— START Input records —
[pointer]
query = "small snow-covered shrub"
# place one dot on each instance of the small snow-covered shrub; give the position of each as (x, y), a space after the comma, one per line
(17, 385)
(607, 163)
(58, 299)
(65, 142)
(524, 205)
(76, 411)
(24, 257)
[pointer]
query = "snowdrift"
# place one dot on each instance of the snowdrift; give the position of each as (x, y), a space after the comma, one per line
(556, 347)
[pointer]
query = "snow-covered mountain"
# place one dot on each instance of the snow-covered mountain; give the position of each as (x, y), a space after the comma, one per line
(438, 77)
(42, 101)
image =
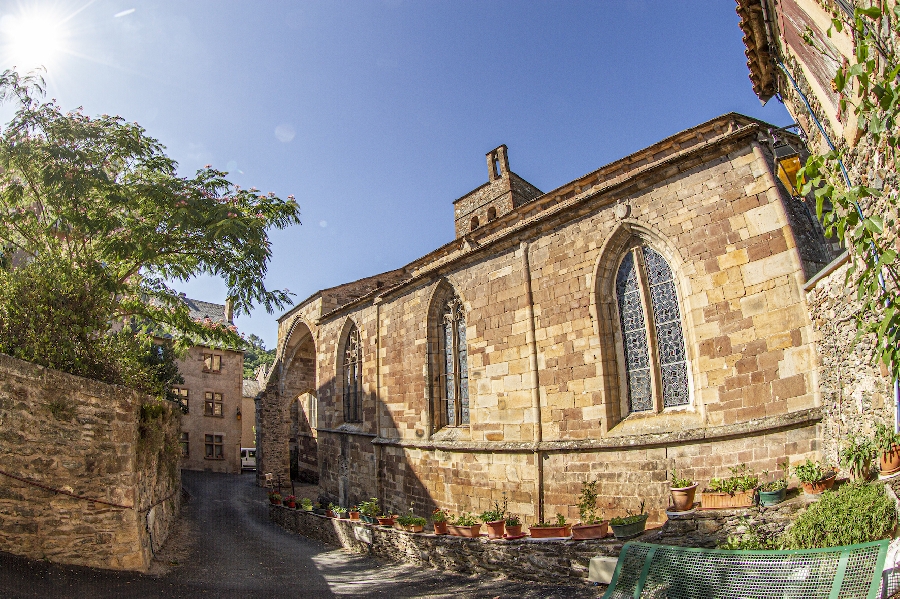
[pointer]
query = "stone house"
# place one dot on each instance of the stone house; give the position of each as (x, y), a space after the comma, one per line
(213, 390)
(855, 392)
(644, 318)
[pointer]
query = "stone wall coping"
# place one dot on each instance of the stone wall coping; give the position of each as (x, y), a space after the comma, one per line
(625, 178)
(827, 270)
(758, 426)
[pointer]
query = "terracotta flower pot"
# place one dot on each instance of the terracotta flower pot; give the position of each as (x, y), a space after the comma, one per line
(683, 498)
(890, 461)
(821, 485)
(549, 532)
(709, 500)
(514, 531)
(464, 531)
(495, 529)
(590, 531)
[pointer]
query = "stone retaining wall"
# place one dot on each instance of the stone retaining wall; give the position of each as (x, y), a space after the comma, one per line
(81, 481)
(544, 561)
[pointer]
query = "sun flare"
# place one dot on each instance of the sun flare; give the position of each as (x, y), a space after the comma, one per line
(31, 40)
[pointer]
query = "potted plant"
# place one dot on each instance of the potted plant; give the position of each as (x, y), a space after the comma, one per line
(464, 525)
(857, 455)
(738, 490)
(592, 525)
(386, 520)
(513, 527)
(368, 511)
(815, 477)
(682, 491)
(631, 525)
(773, 491)
(410, 522)
(439, 519)
(888, 442)
(551, 530)
(494, 519)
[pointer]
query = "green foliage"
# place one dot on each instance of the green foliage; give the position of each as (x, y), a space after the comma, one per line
(857, 455)
(885, 438)
(856, 513)
(101, 201)
(497, 513)
(740, 480)
(811, 472)
(587, 503)
(369, 508)
(869, 85)
(255, 355)
(678, 482)
(465, 519)
(410, 519)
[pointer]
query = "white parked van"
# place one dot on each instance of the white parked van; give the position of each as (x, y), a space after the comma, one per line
(248, 458)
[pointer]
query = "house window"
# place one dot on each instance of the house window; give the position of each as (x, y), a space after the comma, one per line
(352, 376)
(212, 404)
(453, 400)
(212, 363)
(181, 395)
(215, 448)
(655, 359)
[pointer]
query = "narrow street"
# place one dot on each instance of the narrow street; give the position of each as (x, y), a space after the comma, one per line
(227, 548)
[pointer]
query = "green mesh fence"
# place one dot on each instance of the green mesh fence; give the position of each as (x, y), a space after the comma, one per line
(647, 571)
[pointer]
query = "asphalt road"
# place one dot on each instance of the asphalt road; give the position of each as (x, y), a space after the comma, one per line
(226, 548)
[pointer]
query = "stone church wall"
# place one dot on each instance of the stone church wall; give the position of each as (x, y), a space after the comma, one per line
(119, 495)
(545, 367)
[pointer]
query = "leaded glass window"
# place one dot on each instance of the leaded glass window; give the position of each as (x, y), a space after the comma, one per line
(659, 372)
(352, 377)
(453, 404)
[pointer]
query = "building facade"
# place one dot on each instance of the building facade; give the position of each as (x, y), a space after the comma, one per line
(211, 428)
(645, 318)
(793, 55)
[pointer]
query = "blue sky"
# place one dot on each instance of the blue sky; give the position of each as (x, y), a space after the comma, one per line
(377, 114)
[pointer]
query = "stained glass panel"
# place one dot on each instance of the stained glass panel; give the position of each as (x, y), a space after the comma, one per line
(669, 336)
(634, 335)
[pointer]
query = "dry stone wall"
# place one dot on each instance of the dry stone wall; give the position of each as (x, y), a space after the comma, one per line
(118, 488)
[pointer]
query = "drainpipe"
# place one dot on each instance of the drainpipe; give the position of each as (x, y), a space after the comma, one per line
(379, 491)
(534, 383)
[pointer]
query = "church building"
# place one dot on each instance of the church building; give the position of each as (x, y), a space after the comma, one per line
(646, 318)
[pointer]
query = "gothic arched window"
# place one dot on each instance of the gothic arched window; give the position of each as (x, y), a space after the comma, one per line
(453, 395)
(352, 376)
(655, 359)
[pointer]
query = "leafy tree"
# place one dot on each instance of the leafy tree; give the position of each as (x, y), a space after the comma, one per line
(255, 355)
(97, 211)
(863, 217)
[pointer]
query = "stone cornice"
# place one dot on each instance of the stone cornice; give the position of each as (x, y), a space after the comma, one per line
(751, 428)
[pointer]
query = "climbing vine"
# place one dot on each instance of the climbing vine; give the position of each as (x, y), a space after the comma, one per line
(864, 217)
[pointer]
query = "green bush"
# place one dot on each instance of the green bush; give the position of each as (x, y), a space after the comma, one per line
(855, 513)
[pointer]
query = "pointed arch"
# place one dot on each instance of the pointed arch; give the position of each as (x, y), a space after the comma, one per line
(448, 372)
(350, 375)
(641, 323)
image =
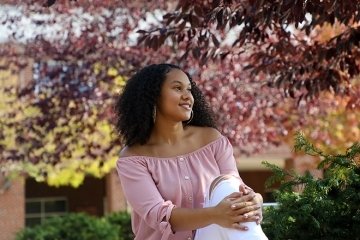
— END Input records —
### The problem
Pick out every line in the entries above that contains the word "white" and copy each of those lines.

### Exercise response
query = "white parked van"
# place one dot on each instance of the white parked van; give the position of each as (x, y), a space after the comma, one per line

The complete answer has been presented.